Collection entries
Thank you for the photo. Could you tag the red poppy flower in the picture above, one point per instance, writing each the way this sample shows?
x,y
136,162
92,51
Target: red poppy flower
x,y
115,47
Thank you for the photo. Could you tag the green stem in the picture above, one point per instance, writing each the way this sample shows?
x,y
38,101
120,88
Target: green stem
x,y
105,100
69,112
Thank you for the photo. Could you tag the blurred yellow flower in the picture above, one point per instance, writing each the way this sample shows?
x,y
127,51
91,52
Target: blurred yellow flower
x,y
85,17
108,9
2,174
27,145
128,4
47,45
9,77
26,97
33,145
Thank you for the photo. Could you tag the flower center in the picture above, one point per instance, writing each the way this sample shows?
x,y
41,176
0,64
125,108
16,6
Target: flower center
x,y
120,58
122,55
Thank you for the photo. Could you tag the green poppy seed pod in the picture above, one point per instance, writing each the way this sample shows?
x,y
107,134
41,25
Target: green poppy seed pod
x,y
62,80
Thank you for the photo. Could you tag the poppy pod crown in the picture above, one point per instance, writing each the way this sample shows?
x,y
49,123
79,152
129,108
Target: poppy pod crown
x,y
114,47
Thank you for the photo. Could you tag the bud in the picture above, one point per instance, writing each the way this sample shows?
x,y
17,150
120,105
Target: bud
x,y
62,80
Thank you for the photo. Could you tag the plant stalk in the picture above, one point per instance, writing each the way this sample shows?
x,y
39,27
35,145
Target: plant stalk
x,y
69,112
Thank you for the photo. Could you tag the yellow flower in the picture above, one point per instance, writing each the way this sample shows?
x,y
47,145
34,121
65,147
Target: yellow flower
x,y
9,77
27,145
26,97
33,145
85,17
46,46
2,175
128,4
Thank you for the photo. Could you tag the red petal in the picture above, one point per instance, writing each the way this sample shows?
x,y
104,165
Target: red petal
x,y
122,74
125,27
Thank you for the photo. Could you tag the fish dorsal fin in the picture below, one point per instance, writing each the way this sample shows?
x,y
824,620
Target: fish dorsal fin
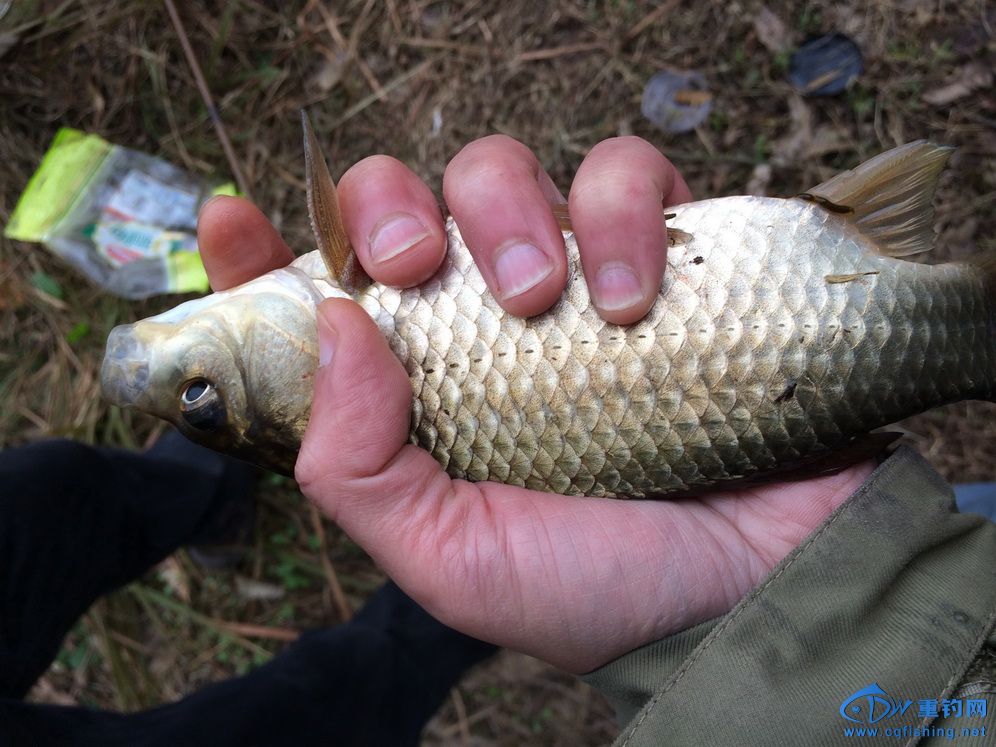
x,y
326,219
889,197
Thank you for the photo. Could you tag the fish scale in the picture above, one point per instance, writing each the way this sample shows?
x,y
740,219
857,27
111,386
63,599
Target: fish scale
x,y
782,332
686,397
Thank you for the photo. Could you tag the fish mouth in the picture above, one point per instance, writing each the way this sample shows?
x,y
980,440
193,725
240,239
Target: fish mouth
x,y
124,375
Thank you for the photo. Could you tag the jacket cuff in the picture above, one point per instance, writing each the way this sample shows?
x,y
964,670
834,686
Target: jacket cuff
x,y
895,589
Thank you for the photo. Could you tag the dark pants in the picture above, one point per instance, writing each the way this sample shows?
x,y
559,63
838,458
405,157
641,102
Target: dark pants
x,y
77,522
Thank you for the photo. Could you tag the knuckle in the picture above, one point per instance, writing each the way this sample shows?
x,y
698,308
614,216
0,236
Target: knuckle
x,y
620,190
371,169
625,147
491,150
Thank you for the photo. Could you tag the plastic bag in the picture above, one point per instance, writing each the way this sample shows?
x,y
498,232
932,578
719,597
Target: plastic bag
x,y
125,219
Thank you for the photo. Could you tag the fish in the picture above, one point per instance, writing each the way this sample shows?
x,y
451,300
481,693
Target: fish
x,y
785,331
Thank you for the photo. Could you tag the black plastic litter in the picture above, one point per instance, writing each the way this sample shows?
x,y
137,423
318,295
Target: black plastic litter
x,y
826,66
676,101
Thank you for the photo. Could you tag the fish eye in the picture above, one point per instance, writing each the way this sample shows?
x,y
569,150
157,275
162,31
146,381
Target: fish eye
x,y
201,405
195,390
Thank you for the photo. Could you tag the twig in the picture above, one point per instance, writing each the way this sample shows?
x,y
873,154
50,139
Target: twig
x,y
219,126
249,630
650,18
551,52
341,603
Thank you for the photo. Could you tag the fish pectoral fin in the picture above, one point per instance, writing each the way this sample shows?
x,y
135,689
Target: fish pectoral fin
x,y
562,217
888,198
326,218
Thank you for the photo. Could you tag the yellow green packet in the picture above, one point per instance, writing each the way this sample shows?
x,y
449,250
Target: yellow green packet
x,y
125,219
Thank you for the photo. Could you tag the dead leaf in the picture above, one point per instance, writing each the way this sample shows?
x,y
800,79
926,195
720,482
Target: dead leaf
x,y
249,588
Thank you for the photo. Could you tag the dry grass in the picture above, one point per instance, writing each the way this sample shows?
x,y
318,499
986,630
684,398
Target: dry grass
x,y
417,79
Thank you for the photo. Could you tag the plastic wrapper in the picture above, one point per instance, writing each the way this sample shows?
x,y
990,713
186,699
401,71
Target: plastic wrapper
x,y
125,219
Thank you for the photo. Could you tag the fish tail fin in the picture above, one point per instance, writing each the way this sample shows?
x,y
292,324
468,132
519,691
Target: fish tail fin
x,y
888,198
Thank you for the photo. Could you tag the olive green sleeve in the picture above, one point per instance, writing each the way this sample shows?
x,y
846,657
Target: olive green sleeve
x,y
895,592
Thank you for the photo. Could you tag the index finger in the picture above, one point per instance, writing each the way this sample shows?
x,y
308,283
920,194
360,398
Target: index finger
x,y
237,243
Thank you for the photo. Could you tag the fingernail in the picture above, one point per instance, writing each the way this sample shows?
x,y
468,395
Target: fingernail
x,y
519,267
327,338
395,234
209,200
617,287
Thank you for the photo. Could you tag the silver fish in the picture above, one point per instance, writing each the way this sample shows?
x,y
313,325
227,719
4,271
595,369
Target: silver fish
x,y
785,330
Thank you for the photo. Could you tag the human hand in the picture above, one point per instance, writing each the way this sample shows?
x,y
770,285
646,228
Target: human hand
x,y
573,581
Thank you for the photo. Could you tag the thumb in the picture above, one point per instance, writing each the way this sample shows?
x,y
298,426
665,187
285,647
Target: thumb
x,y
355,461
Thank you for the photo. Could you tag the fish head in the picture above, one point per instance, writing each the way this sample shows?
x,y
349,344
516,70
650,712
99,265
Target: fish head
x,y
233,373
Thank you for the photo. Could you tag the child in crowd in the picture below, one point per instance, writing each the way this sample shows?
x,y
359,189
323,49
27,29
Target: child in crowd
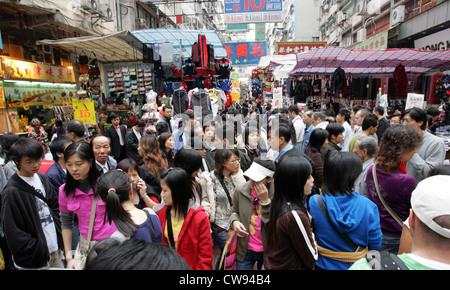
x,y
114,188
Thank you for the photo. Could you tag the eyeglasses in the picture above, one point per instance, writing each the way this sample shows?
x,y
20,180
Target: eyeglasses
x,y
235,161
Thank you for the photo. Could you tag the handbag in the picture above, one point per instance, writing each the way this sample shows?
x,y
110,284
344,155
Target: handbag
x,y
312,247
386,206
169,227
82,253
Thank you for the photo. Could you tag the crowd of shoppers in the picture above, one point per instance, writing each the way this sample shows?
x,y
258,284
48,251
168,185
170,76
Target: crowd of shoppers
x,y
300,190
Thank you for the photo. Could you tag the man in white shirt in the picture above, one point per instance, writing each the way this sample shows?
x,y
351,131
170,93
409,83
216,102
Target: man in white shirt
x,y
343,118
319,121
297,122
102,148
431,151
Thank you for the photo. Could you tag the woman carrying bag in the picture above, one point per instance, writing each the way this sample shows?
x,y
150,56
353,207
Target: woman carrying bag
x,y
290,239
388,184
251,205
76,197
346,224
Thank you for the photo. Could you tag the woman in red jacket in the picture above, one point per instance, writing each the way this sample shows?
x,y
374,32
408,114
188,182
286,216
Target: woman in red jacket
x,y
185,225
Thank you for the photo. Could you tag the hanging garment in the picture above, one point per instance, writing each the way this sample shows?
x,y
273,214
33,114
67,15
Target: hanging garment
x,y
166,53
400,83
338,80
180,101
203,49
200,98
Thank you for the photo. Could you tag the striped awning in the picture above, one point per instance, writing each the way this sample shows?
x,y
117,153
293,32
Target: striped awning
x,y
370,62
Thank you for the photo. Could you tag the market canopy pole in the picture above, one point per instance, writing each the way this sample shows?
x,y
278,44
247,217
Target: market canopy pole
x,y
370,62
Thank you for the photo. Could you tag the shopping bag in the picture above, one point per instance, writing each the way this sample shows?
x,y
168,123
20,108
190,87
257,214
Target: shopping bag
x,y
228,259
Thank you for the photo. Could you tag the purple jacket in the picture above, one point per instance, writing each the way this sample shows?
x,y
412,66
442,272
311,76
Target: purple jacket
x,y
396,189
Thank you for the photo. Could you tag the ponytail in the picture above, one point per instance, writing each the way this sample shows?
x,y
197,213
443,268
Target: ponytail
x,y
113,188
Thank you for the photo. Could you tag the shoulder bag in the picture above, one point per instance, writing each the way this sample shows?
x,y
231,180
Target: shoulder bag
x,y
345,257
81,254
312,247
152,229
391,212
169,227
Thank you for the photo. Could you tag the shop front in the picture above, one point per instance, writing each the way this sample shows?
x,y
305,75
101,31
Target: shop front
x,y
33,90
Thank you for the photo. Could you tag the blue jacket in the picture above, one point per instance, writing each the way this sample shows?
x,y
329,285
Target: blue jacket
x,y
56,175
355,216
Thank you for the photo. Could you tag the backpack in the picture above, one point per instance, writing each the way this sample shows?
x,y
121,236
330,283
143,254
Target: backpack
x,y
385,261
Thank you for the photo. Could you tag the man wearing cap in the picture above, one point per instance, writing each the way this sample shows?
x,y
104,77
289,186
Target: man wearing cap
x,y
251,206
429,224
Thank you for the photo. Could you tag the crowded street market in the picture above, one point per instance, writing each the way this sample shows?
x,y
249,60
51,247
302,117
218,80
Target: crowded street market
x,y
224,135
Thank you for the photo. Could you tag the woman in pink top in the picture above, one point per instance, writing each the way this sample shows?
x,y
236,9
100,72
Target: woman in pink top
x,y
76,197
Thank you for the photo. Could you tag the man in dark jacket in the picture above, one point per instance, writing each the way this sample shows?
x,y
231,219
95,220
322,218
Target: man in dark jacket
x,y
116,135
30,211
163,123
132,141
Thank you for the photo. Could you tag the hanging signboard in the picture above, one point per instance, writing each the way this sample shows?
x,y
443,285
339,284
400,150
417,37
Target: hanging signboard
x,y
24,94
245,53
17,69
253,11
376,42
415,100
277,101
2,96
84,110
282,48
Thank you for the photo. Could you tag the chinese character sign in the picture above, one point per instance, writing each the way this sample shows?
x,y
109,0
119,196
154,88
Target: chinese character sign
x,y
246,53
297,47
253,11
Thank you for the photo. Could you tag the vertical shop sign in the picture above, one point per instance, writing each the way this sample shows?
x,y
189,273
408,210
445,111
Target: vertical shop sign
x,y
84,110
253,11
245,53
260,31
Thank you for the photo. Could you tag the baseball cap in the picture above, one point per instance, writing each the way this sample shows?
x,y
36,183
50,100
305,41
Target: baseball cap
x,y
431,199
257,172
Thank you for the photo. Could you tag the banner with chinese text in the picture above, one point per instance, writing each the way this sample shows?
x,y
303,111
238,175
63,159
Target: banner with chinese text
x,y
17,69
253,11
297,47
245,53
84,110
25,94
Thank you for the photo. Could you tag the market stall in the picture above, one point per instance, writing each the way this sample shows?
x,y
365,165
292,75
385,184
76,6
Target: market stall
x,y
91,54
340,75
34,90
140,71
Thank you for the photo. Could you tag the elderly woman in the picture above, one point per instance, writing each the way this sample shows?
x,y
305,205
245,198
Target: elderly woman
x,y
398,145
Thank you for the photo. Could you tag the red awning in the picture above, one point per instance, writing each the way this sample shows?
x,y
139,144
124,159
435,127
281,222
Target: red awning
x,y
370,62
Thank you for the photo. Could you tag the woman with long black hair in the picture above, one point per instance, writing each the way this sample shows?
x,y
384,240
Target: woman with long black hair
x,y
114,188
77,197
290,239
185,225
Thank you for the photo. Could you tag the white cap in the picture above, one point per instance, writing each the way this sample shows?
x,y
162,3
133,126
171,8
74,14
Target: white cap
x,y
258,172
431,199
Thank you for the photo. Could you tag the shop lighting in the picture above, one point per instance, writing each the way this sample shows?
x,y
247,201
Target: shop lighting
x,y
40,83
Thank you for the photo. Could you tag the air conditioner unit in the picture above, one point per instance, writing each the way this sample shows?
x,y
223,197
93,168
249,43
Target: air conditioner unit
x,y
90,6
341,16
361,9
361,35
105,11
398,15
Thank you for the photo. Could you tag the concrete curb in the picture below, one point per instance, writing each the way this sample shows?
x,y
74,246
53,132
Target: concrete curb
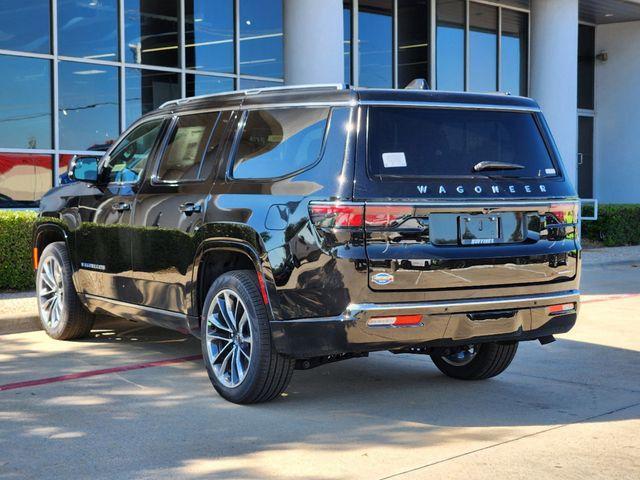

— SET PROBLEM —
Count the lines in the collection entries that contain the string "pole", treating uppercase and lowercase as different, and give only the number.

— ANSWER TO THIS PROBLEM —
2